• **Task prompt**
Tally the lines in the rows below that contain the string "shell", treating case as significant, and give only the number.

[Point placement rows]
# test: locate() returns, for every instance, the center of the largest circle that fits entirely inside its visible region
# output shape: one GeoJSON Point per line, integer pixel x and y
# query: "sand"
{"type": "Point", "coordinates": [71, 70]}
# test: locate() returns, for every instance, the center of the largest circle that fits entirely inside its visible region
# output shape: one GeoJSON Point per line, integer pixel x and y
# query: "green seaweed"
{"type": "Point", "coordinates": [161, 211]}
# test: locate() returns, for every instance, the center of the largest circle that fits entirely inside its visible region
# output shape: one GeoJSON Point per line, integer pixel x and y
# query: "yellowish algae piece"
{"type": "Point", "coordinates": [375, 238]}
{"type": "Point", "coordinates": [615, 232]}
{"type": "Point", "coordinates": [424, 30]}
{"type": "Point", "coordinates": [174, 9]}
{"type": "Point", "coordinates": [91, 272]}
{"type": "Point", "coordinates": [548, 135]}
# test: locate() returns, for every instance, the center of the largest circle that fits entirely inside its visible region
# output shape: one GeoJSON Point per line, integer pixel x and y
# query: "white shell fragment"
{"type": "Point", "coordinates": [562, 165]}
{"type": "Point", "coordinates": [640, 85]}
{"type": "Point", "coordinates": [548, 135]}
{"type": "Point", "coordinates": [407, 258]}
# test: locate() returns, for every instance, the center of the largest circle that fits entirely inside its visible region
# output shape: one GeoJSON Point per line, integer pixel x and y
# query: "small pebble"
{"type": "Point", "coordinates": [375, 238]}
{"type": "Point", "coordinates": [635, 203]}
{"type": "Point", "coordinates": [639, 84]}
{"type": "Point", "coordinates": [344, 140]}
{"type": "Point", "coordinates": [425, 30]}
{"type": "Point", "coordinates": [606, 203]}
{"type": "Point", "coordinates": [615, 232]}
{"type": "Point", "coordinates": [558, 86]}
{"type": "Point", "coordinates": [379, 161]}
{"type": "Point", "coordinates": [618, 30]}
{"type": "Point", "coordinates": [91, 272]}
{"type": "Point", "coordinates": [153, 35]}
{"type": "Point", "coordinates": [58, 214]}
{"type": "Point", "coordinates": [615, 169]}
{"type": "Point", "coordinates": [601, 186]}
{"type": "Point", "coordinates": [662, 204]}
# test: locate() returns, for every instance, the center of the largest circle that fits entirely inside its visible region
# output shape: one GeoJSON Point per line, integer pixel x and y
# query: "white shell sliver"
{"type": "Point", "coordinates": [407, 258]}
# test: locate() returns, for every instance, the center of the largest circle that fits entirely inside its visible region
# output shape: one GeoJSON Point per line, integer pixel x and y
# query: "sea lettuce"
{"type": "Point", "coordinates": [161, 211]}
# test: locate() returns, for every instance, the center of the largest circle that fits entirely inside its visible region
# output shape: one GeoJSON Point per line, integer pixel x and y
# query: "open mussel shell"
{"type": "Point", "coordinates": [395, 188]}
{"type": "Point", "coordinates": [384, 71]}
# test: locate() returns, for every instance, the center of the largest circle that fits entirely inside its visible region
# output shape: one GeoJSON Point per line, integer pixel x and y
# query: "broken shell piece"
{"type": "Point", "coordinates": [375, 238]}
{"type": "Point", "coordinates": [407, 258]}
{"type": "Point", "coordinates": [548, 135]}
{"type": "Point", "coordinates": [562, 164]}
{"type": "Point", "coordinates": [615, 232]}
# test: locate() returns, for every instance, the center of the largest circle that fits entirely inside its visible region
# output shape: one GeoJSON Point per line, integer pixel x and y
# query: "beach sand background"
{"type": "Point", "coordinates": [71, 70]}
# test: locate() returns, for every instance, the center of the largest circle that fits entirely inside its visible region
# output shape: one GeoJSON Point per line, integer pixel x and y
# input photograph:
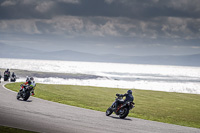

• **Complete output**
4